◆ Given request 1:
Convert these rows into a Markdown table with the columns n and Line, where n is the row number and Line is the line itself, omitting any blank lines. Begin at the line that has "task: segment every instance of the human" and stop after the last of the rows.

◆ Reading passage:
______________________________

The comments made it clearer for me. I will revise the patch. Thanks :)

diff --git a/mm/hugetlb.c b/mm/hugetlb.c
index f8ca7cca3c1a..6a4d27e24b21 100644
--- a/mm/hugetlb.c
+++ b/mm/hugetlb.c
@@ -1569,10 +1569,12 @@ static void __update_and_free_page(struct hstate *h, struct page *page)
 }

 /*
- * As update_and_free_page() can be called under any context, so we cannot
- * use GFP_KERNEL to allocate vmemmap pages. However, we can defer the
- * actual freeing in a workqueue to prevent from using GFP_ATOMIC to allocate
- * the vmemmap pages.
+ * Freeing hugetlb pages in done in update_and_free_page().  When freeing a
+ * hugetlb page, vmemmap pages may need to be allocated.  The routine
+ * alloc_huge_page_vmemmap() can possibly sleep as it uses GFP_KERNEL.
+ * However, update_and_free_page() can be called under any context.  To
+ * avoid the possibility of sleeping in a context where sleeping is not
+ * allowed, defer the actual freeing in a workqueue where sleeping is allowed.

______________________________

◆ Given request 2:
In the hugetlb patch, reproduce the text beginning at the words "The comments made" and stopping after "the vmemmap pages.", switching "workqueue" to "kthread".

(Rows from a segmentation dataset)
______________________________

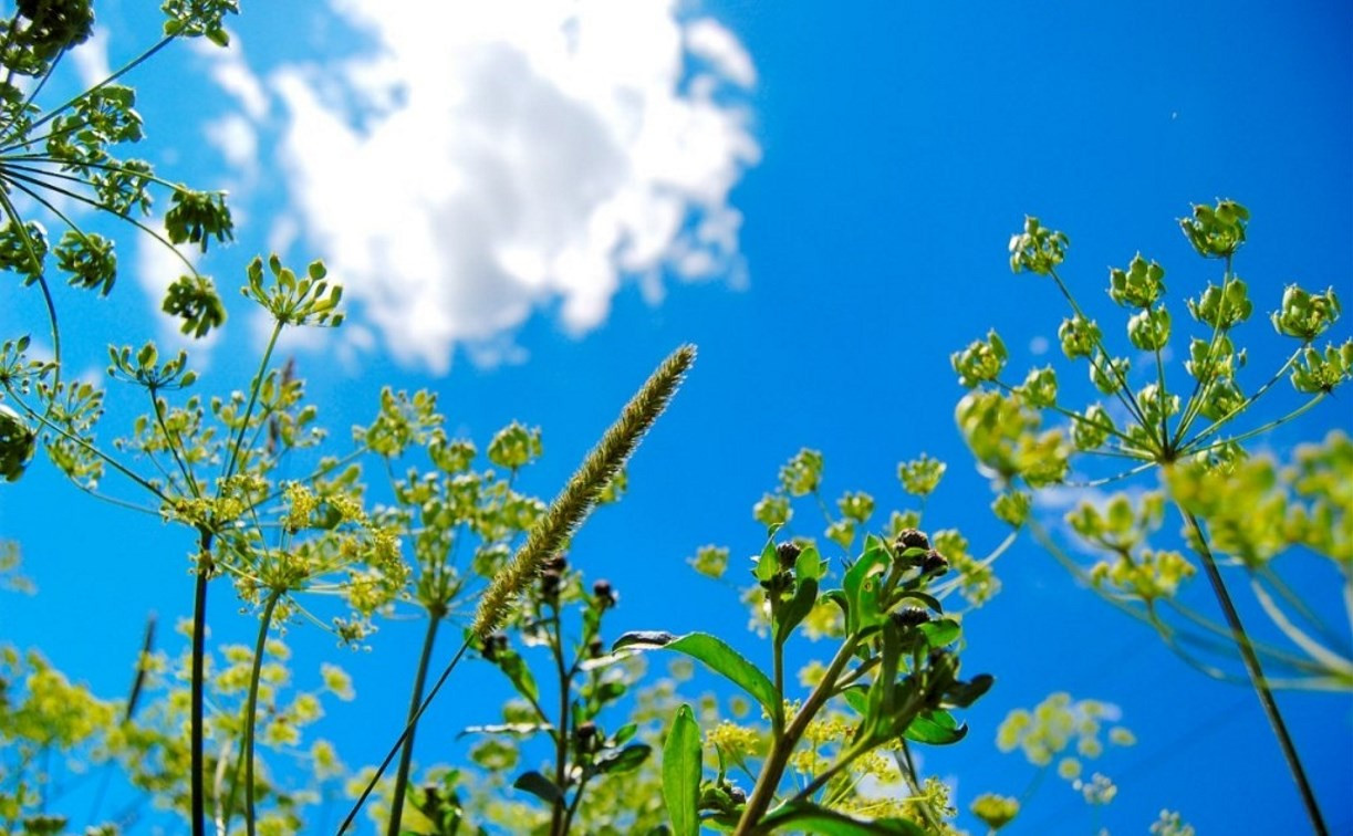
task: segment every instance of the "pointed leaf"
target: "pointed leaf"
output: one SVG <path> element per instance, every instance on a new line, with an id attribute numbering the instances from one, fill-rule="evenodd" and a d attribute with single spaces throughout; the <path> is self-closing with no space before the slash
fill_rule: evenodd
<path id="1" fill-rule="evenodd" d="M 967 724 L 959 724 L 948 712 L 921 712 L 907 726 L 905 735 L 917 743 L 947 745 L 967 736 Z"/>
<path id="2" fill-rule="evenodd" d="M 700 725 L 682 705 L 663 744 L 663 804 L 672 836 L 700 836 L 701 771 Z"/>
<path id="3" fill-rule="evenodd" d="M 751 694 L 771 717 L 777 716 L 781 710 L 779 697 L 775 695 L 775 686 L 771 684 L 766 674 L 762 674 L 756 666 L 728 647 L 723 638 L 717 638 L 709 633 L 686 633 L 674 638 L 671 633 L 635 632 L 625 633 L 616 640 L 614 648 L 622 647 L 636 649 L 666 648 L 686 653 L 691 659 L 704 661 L 712 671 Z"/>
<path id="4" fill-rule="evenodd" d="M 905 818 L 856 818 L 808 802 L 786 804 L 771 810 L 756 829 L 769 833 L 785 825 L 821 836 L 925 836 L 920 825 Z"/>
<path id="5" fill-rule="evenodd" d="M 977 702 L 978 697 L 992 690 L 993 684 L 996 684 L 996 679 L 990 674 L 978 674 L 967 682 L 955 682 L 944 691 L 944 705 L 966 709 Z"/>
<path id="6" fill-rule="evenodd" d="M 963 634 L 963 628 L 958 626 L 958 622 L 953 618 L 940 618 L 938 621 L 927 621 L 919 625 L 916 629 L 925 636 L 927 644 L 931 649 L 942 648 L 958 641 L 958 637 Z"/>
<path id="7" fill-rule="evenodd" d="M 530 793 L 545 804 L 561 802 L 564 799 L 564 794 L 559 791 L 555 782 L 534 770 L 518 775 L 517 781 L 513 782 L 513 786 L 518 790 Z"/>

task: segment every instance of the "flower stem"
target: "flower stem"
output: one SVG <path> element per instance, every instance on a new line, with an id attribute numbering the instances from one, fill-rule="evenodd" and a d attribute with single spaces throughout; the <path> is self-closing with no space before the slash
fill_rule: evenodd
<path id="1" fill-rule="evenodd" d="M 268 593 L 262 605 L 262 621 L 258 624 L 258 641 L 254 643 L 253 670 L 249 671 L 249 698 L 245 702 L 245 832 L 254 836 L 253 809 L 253 744 L 254 722 L 258 716 L 258 674 L 262 671 L 264 647 L 268 644 L 268 628 L 272 625 L 272 611 L 281 598 L 281 590 Z"/>
<path id="2" fill-rule="evenodd" d="M 1254 693 L 1260 698 L 1260 705 L 1264 706 L 1264 714 L 1268 717 L 1269 726 L 1273 729 L 1273 736 L 1277 737 L 1277 743 L 1283 748 L 1283 758 L 1287 759 L 1287 767 L 1292 772 L 1292 781 L 1296 782 L 1296 789 L 1302 794 L 1302 804 L 1306 805 L 1306 814 L 1311 820 L 1311 831 L 1318 836 L 1327 836 L 1329 829 L 1325 827 L 1325 818 L 1321 816 L 1321 808 L 1315 801 L 1315 793 L 1311 790 L 1311 783 L 1306 778 L 1306 770 L 1302 767 L 1302 759 L 1296 753 L 1296 745 L 1292 744 L 1292 737 L 1287 732 L 1287 724 L 1283 722 L 1283 714 L 1277 710 L 1277 702 L 1273 699 L 1273 691 L 1264 679 L 1264 670 L 1260 667 L 1260 659 L 1254 652 L 1254 645 L 1250 644 L 1250 637 L 1245 632 L 1245 626 L 1241 624 L 1241 614 L 1235 611 L 1231 595 L 1226 591 L 1226 583 L 1222 580 L 1222 574 L 1216 568 L 1216 560 L 1212 557 L 1212 549 L 1208 548 L 1207 538 L 1203 536 L 1203 526 L 1199 524 L 1197 517 L 1195 517 L 1192 511 L 1180 507 L 1180 513 L 1184 514 L 1184 519 L 1188 522 L 1189 530 L 1193 534 L 1193 548 L 1203 559 L 1203 567 L 1207 570 L 1207 579 L 1212 584 L 1212 593 L 1216 595 L 1216 602 L 1222 606 L 1226 622 L 1231 628 L 1231 638 L 1235 640 L 1235 645 L 1241 651 L 1241 659 L 1245 660 L 1245 670 L 1250 675 L 1250 683 L 1254 686 Z"/>
<path id="3" fill-rule="evenodd" d="M 390 836 L 399 836 L 399 824 L 405 813 L 405 793 L 409 787 L 409 768 L 414 759 L 414 733 L 418 726 L 418 706 L 422 705 L 422 690 L 428 680 L 428 661 L 432 657 L 432 645 L 437 640 L 437 628 L 441 625 L 444 613 L 428 610 L 428 632 L 423 634 L 422 653 L 418 656 L 418 671 L 414 674 L 414 690 L 409 697 L 409 736 L 405 737 L 403 751 L 399 752 L 399 768 L 395 772 L 395 794 L 390 799 Z"/>
<path id="4" fill-rule="evenodd" d="M 813 693 L 804 701 L 802 707 L 794 714 L 794 720 L 790 721 L 789 728 L 785 729 L 783 735 L 777 735 L 775 740 L 771 741 L 770 753 L 766 756 L 766 763 L 762 764 L 760 778 L 756 781 L 752 794 L 747 798 L 747 806 L 743 808 L 743 817 L 737 821 L 737 829 L 733 831 L 735 836 L 750 836 L 756 832 L 756 824 L 766 814 L 766 810 L 770 809 L 770 802 L 775 798 L 775 790 L 779 787 L 779 779 L 785 775 L 789 756 L 794 753 L 798 739 L 808 730 L 808 724 L 817 714 L 817 709 L 823 707 L 823 703 L 832 695 L 836 679 L 855 655 L 856 644 L 856 637 L 850 636 L 846 638 L 827 667 L 821 682 L 817 683 Z"/>
<path id="5" fill-rule="evenodd" d="M 189 686 L 191 718 L 189 718 L 189 747 L 192 749 L 192 774 L 188 781 L 192 783 L 192 836 L 207 836 L 206 818 L 206 766 L 202 752 L 202 693 L 203 693 L 203 659 L 207 647 L 207 580 L 211 578 L 211 532 L 200 533 L 198 551 L 196 580 L 193 582 L 192 597 L 192 683 Z"/>
<path id="6" fill-rule="evenodd" d="M 460 657 L 464 656 L 465 651 L 468 649 L 469 649 L 469 640 L 467 638 L 465 641 L 460 643 L 460 649 L 456 651 L 456 655 L 452 656 L 451 661 L 446 663 L 446 667 L 442 668 L 441 676 L 438 676 L 437 682 L 433 683 L 432 690 L 428 691 L 428 695 L 423 697 L 423 701 L 418 703 L 418 710 L 414 712 L 413 720 L 410 720 L 409 724 L 405 725 L 405 730 L 399 733 L 399 739 L 395 740 L 395 745 L 390 747 L 390 752 L 386 753 L 386 759 L 380 762 L 379 767 L 376 767 L 376 774 L 372 775 L 371 781 L 367 782 L 367 787 L 361 791 L 361 795 L 357 798 L 357 804 L 354 804 L 353 808 L 348 810 L 348 817 L 342 820 L 341 825 L 338 825 L 340 836 L 342 836 L 342 833 L 346 833 L 348 828 L 352 827 L 353 820 L 361 810 L 361 805 L 367 804 L 367 798 L 371 795 L 372 790 L 376 789 L 376 783 L 380 781 L 380 776 L 386 774 L 387 768 L 390 768 L 390 762 L 395 759 L 395 755 L 399 752 L 399 747 L 405 744 L 405 740 L 409 737 L 410 732 L 413 732 L 413 728 L 418 722 L 418 718 L 422 717 L 422 713 L 428 710 L 429 705 L 432 705 L 432 701 L 437 697 L 437 691 L 441 690 L 441 686 L 446 684 L 446 679 L 451 678 L 451 672 L 456 670 L 456 664 L 460 661 Z"/>

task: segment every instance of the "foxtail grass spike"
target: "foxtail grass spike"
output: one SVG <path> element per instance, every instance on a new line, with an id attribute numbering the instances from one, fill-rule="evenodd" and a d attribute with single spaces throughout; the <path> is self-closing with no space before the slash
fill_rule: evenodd
<path id="1" fill-rule="evenodd" d="M 625 404 L 616 423 L 587 453 L 582 467 L 559 492 L 540 522 L 532 528 L 526 542 L 517 549 L 511 561 L 494 575 L 471 625 L 475 636 L 483 638 L 502 625 L 517 595 L 536 579 L 545 559 L 563 547 L 597 505 L 606 484 L 625 467 L 625 461 L 639 446 L 644 433 L 667 409 L 667 403 L 694 361 L 695 346 L 681 346 Z"/>
<path id="2" fill-rule="evenodd" d="M 494 579 L 488 583 L 488 588 L 484 591 L 484 597 L 479 602 L 479 610 L 475 613 L 475 621 L 469 626 L 469 634 L 460 645 L 460 649 L 456 651 L 451 663 L 441 671 L 441 676 L 433 683 L 432 690 L 423 697 L 422 705 L 414 712 L 405 730 L 395 740 L 395 745 L 386 753 L 386 759 L 376 768 L 376 774 L 367 782 L 367 787 L 361 791 L 352 810 L 348 812 L 348 817 L 338 825 L 340 835 L 346 833 L 348 828 L 352 827 L 367 798 L 376 789 L 380 776 L 386 774 L 390 763 L 395 759 L 400 747 L 403 747 L 405 740 L 414 732 L 418 720 L 428 710 L 428 706 L 432 705 L 441 686 L 446 683 L 446 678 L 451 676 L 451 671 L 456 667 L 456 663 L 460 661 L 460 657 L 469 648 L 471 640 L 482 640 L 502 626 L 513 601 L 536 579 L 545 559 L 557 552 L 564 541 L 568 540 L 568 536 L 578 530 L 587 513 L 597 505 L 597 499 L 606 488 L 606 484 L 620 473 L 630 453 L 639 446 L 639 441 L 644 437 L 644 433 L 648 432 L 648 427 L 667 409 L 672 395 L 676 394 L 676 387 L 681 386 L 682 377 L 694 361 L 695 346 L 683 345 L 658 367 L 658 371 L 644 383 L 644 387 L 625 404 L 616 423 L 606 430 L 606 434 L 601 437 L 597 446 L 587 453 L 582 467 L 572 475 L 564 490 L 559 492 L 559 496 L 551 503 L 545 515 L 532 528 L 526 542 L 513 555 L 507 565 L 494 575 Z M 394 804 L 402 805 L 403 799 L 395 798 Z"/>

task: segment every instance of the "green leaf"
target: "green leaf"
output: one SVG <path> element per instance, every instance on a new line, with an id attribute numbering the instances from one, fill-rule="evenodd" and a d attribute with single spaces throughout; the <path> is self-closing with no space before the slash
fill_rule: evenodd
<path id="1" fill-rule="evenodd" d="M 785 825 L 821 836 L 925 836 L 920 825 L 905 818 L 856 818 L 809 802 L 786 804 L 771 810 L 756 829 L 769 833 Z"/>
<path id="2" fill-rule="evenodd" d="M 947 745 L 967 736 L 967 724 L 959 724 L 948 712 L 921 712 L 907 726 L 905 735 L 917 743 Z"/>
<path id="3" fill-rule="evenodd" d="M 540 697 L 540 689 L 536 687 L 536 678 L 530 674 L 530 667 L 526 661 L 517 653 L 505 655 L 498 666 L 507 674 L 507 679 L 511 679 L 513 687 L 517 693 L 528 699 L 536 699 Z"/>
<path id="4" fill-rule="evenodd" d="M 977 702 L 978 697 L 992 690 L 993 684 L 996 684 L 996 679 L 990 674 L 978 674 L 967 682 L 955 682 L 944 691 L 944 705 L 966 709 Z"/>
<path id="5" fill-rule="evenodd" d="M 756 559 L 756 568 L 752 570 L 752 575 L 756 580 L 770 580 L 779 574 L 779 555 L 775 551 L 775 537 L 771 536 L 766 540 L 766 548 L 762 549 L 760 557 Z"/>
<path id="6" fill-rule="evenodd" d="M 676 709 L 663 744 L 663 804 L 672 836 L 700 836 L 700 724 L 689 705 Z"/>
<path id="7" fill-rule="evenodd" d="M 869 686 L 852 684 L 842 691 L 842 698 L 846 699 L 846 705 L 854 709 L 856 714 L 863 714 L 869 710 Z"/>
<path id="8" fill-rule="evenodd" d="M 897 594 L 897 601 L 907 601 L 908 598 L 915 598 L 916 601 L 920 601 L 921 603 L 924 603 L 925 606 L 928 606 L 935 613 L 943 613 L 944 611 L 944 605 L 939 602 L 939 598 L 936 598 L 934 595 L 930 595 L 927 593 L 920 593 L 920 591 L 916 591 L 916 590 L 907 590 L 904 593 L 898 593 Z"/>
<path id="9" fill-rule="evenodd" d="M 532 770 L 530 772 L 522 772 L 521 775 L 517 776 L 517 781 L 514 781 L 511 785 L 518 790 L 525 790 L 530 793 L 532 795 L 540 798 L 545 804 L 556 804 L 564 801 L 564 794 L 563 791 L 560 791 L 557 786 L 555 786 L 555 782 L 545 778 L 544 775 L 541 775 L 534 770 Z"/>
<path id="10" fill-rule="evenodd" d="M 963 628 L 958 626 L 958 622 L 953 618 L 927 621 L 925 624 L 917 625 L 916 629 L 925 636 L 925 641 L 931 645 L 931 648 L 942 648 L 954 644 L 958 641 L 958 637 L 963 634 Z"/>
<path id="11" fill-rule="evenodd" d="M 492 725 L 465 726 L 456 737 L 465 735 L 534 735 L 536 732 L 551 732 L 553 728 L 544 722 L 495 722 Z"/>
<path id="12" fill-rule="evenodd" d="M 724 640 L 709 633 L 686 633 L 679 638 L 674 638 L 671 633 L 653 630 L 625 633 L 616 640 L 612 649 L 624 647 L 666 648 L 686 653 L 691 659 L 704 661 L 712 671 L 751 694 L 771 717 L 775 717 L 781 710 L 775 686 L 771 684 L 766 674 L 762 674 L 756 666 L 728 647 Z"/>

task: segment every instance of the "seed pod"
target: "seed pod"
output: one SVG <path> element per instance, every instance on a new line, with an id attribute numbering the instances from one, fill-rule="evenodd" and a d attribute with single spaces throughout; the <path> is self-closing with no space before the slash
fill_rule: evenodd
<path id="1" fill-rule="evenodd" d="M 921 571 L 927 575 L 943 575 L 948 571 L 948 560 L 935 549 L 931 549 L 925 552 L 925 559 L 921 560 Z"/>
<path id="2" fill-rule="evenodd" d="M 921 532 L 920 529 L 902 529 L 897 533 L 897 538 L 893 541 L 893 545 L 898 552 L 907 549 L 930 551 L 930 537 L 927 537 L 925 532 Z"/>
<path id="3" fill-rule="evenodd" d="M 902 607 L 893 613 L 893 624 L 900 628 L 913 628 L 930 621 L 930 613 L 919 606 Z"/>

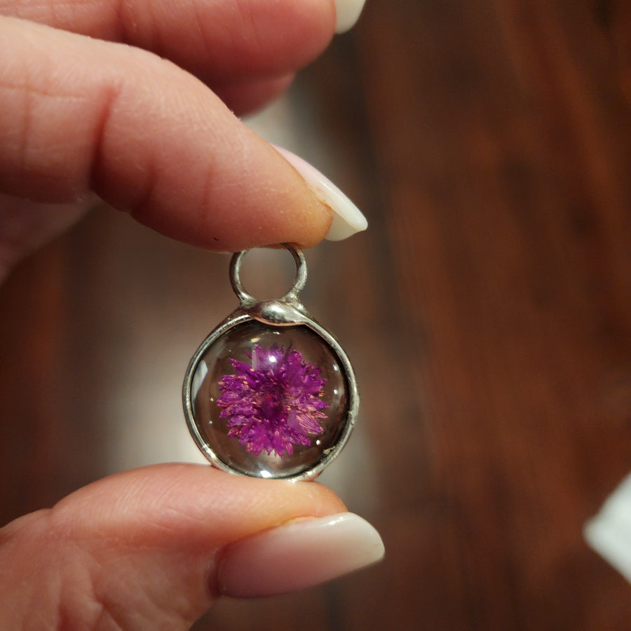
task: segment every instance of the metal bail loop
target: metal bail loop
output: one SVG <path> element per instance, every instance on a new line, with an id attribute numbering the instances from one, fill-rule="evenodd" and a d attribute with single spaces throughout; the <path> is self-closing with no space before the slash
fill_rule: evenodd
<path id="1" fill-rule="evenodd" d="M 294 257 L 294 262 L 296 264 L 296 278 L 292 288 L 282 297 L 278 299 L 278 301 L 292 303 L 298 301 L 298 296 L 304 289 L 306 284 L 306 260 L 304 255 L 299 247 L 294 247 L 289 243 L 280 243 L 286 250 L 287 250 Z M 241 262 L 243 257 L 245 256 L 249 250 L 243 250 L 241 252 L 236 252 L 232 256 L 232 260 L 230 262 L 230 282 L 232 285 L 232 289 L 236 294 L 242 307 L 250 306 L 252 304 L 259 302 L 254 296 L 250 295 L 245 291 L 243 285 L 241 283 Z"/>

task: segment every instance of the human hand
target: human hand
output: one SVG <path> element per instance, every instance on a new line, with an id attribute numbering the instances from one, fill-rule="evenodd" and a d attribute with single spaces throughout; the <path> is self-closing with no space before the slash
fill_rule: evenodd
<path id="1" fill-rule="evenodd" d="M 0 280 L 96 196 L 221 251 L 313 245 L 332 206 L 349 218 L 341 236 L 365 227 L 231 111 L 282 91 L 327 46 L 336 11 L 350 27 L 362 4 L 0 0 Z"/>
<path id="2" fill-rule="evenodd" d="M 0 530 L 0 628 L 187 629 L 222 595 L 264 596 L 378 561 L 367 522 L 317 482 L 158 465 Z"/>
<path id="3" fill-rule="evenodd" d="M 362 229 L 231 111 L 326 46 L 332 0 L 0 0 L 0 280 L 96 196 L 212 250 L 313 245 L 332 207 L 334 236 Z M 315 584 L 383 553 L 359 517 L 301 519 L 344 510 L 317 483 L 193 465 L 107 478 L 0 530 L 0 628 L 176 630 L 222 594 Z"/>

______________________________

◆ Written answer 1:
| n | Line |
|---|---|
| 1 | task: segment every instance of the human hand |
| 2 | target: human hand |
| 3 | output: one SVG <path> element per instance, every instance on a new line, with an id attribute numbering the instances from one, fill-rule="evenodd" and a d attribute with single spaces throughout; the <path> is self-closing with no space before the slash |
| 4 | fill_rule: evenodd |
| 5 | <path id="1" fill-rule="evenodd" d="M 0 280 L 96 196 L 221 251 L 313 245 L 332 206 L 349 218 L 341 236 L 365 227 L 231 111 L 282 91 L 327 46 L 336 11 L 350 27 L 362 4 L 0 0 Z"/> |
| 6 | <path id="2" fill-rule="evenodd" d="M 0 530 L 0 628 L 187 629 L 222 595 L 264 596 L 378 561 L 367 522 L 317 482 L 158 465 Z"/> |
| 7 | <path id="3" fill-rule="evenodd" d="M 362 229 L 231 111 L 326 46 L 332 0 L 0 0 L 0 280 L 96 196 L 212 250 L 313 245 L 332 207 L 334 236 Z M 315 584 L 383 553 L 359 517 L 301 519 L 344 510 L 317 483 L 193 465 L 107 478 L 0 530 L 0 628 L 176 630 L 222 594 Z"/> |

◆ Written answer 2:
The comments made it clearer for me. I will revise the patch. Thanks :)

diff --git a/mm/hugetlb.c b/mm/hugetlb.c
index f8ca7cca3c1a..6a4d27e24b21 100644
--- a/mm/hugetlb.c
+++ b/mm/hugetlb.c
@@ -1569,10 +1569,12 @@ static void __update_and_free_page(struct hstate *h, struct page *page)
 }

 /*
- * As update_and_free_page() can be called under any context, so we cannot
- * use GFP_KERNEL to allocate vmemmap pages. However, we can defer the
- * actual freeing in a kthread to prevent from using GFP_ATOMIC to allocate
- * the vmemmap pages.